THE REQUEST:
Scale the records from the line with "point: bolt |" through the end of the records, restating every line, requests included. Multiply each coordinate in the answers by 0.7 and round to whole numbers, halves up, leaving the requests and their format samples unchanged, and give only those lines.

MATERIAL FOR THE TASK:

- - - - - - -

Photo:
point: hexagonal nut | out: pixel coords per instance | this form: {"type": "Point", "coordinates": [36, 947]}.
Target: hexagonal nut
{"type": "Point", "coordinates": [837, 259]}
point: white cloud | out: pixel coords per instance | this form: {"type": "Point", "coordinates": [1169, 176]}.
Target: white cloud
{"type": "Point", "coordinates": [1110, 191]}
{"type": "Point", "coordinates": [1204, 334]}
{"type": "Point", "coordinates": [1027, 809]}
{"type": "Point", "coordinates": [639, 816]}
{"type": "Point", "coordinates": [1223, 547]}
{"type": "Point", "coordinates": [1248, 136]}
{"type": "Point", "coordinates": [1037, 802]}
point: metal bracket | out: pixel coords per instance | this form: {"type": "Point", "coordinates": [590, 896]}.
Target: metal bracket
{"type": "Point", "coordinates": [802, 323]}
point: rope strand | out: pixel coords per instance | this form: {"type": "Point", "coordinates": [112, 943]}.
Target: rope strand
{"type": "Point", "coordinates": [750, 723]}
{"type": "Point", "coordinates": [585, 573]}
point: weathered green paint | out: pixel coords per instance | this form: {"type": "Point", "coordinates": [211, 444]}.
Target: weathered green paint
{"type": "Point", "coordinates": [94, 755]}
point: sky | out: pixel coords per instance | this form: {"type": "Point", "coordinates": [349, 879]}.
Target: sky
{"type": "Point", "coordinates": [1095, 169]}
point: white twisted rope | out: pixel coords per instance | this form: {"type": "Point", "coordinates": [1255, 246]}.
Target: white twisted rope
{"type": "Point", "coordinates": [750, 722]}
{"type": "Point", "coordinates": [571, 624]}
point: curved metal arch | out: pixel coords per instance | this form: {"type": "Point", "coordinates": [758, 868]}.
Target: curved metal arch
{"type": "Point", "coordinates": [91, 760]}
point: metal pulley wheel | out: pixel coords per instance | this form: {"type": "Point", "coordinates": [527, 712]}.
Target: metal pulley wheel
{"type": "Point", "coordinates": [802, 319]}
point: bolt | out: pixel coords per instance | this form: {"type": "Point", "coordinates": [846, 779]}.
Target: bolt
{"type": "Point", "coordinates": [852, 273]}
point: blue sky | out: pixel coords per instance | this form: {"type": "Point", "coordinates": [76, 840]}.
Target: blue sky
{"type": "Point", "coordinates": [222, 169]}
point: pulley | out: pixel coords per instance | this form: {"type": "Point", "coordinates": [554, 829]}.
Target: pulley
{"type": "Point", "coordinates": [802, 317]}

- - - - - - -

ANSWER TO THE EXERCISE:
point: bolt | out: pixel coords per instance | this form: {"type": "Point", "coordinates": [846, 779]}.
Target: bolt
{"type": "Point", "coordinates": [596, 191]}
point: blue sky | out: pixel coords per instance | this form: {"type": "Point", "coordinates": [76, 840]}.
Target: blue sky
{"type": "Point", "coordinates": [155, 118]}
point: pulley | out: pixel coords per instance | this form: {"type": "Point", "coordinates": [554, 829]}.
Target: pulley
{"type": "Point", "coordinates": [561, 222]}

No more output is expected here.